*必做任务:* 请重写以下全部条目，将其中的“pointer”替换为“cursor”，其余内容一律不变。答案中不要包含图片。

坐标标注条目:
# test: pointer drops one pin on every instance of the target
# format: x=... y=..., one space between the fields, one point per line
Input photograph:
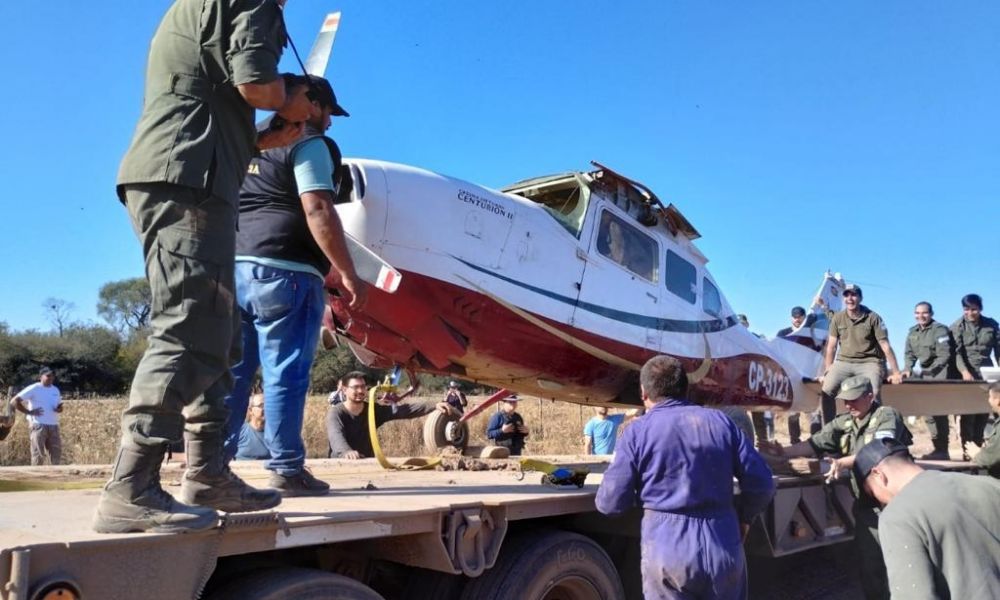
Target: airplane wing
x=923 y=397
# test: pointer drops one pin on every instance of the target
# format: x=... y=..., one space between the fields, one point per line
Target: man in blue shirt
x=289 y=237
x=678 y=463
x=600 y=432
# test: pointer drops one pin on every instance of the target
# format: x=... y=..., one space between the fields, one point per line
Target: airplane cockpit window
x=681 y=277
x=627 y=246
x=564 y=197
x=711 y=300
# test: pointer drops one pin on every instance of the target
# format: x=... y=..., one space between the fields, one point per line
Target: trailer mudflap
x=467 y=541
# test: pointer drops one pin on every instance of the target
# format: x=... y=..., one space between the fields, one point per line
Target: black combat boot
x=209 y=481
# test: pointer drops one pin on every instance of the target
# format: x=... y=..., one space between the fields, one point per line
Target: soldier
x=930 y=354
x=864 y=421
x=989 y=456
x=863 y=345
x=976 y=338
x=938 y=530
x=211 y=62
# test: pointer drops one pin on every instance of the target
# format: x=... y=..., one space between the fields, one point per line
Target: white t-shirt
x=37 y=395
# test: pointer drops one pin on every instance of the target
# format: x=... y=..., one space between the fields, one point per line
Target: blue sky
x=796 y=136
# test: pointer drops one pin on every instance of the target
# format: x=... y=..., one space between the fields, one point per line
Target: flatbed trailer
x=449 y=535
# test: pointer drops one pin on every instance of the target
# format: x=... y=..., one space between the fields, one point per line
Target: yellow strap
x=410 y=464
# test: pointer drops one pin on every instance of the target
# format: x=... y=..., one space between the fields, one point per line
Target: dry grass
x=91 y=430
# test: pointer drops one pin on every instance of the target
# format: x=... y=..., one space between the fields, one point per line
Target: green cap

*完整答案:*
# test: cursor drops one pin on every instance of the target
# format: x=... y=..., one space between the fields, one point per line
Input photograph:
Target: airplane wing
x=923 y=397
# test: cursor drops one pin on every instance of the target
# format: x=... y=..., one space between the fields, one point per line
Target: man in blue shirt
x=289 y=237
x=678 y=463
x=600 y=432
# test: cursor drops one pin on every instance of the target
# format: x=... y=..., one space between the fields, one point per line
Target: airplane cockpit window
x=681 y=277
x=627 y=246
x=564 y=197
x=711 y=300
# test: cursor drops one pin on every instance of the target
# format: x=... y=..., one space between the fields, one point per line
Target: trailer mudflap
x=467 y=541
# test: cursor drops one pin on every instance of the target
# format: x=... y=..., one space between the fields, one point per line
Target: black combat boot
x=209 y=481
# test: cursor drops one pin on every instance of the target
# format: x=... y=..., one space between the fields, one point per line
Target: soldier
x=930 y=354
x=864 y=421
x=989 y=456
x=863 y=345
x=976 y=338
x=938 y=530
x=211 y=62
# test: cursor drops one pin on every instance of the target
# format: x=... y=..., one space between the fields, one point per line
Target: white t-shirt
x=37 y=395
# test: cursor drops one pin on every instance of the target
# format: x=... y=..., one space between the fields, one point per line
Target: blue sky
x=796 y=136
# test: cursor drops one pin on every instance of the target
# format: x=... y=..., one space between the fields, one point per line
Target: flatbed trailer
x=449 y=535
# test: cursor drops one pin on every instance of the target
# format: x=... y=..., one space between the fields, one point per line
Target: yellow strap
x=410 y=464
# test: cursor drops one pin on every instance of the target
# format: x=... y=..., one space between the fields, one point per line
Target: dry grass
x=91 y=430
# test: cursor drops one pin on every instance of the target
# format: x=... y=..., one space between the fields, one point per line
Target: green cap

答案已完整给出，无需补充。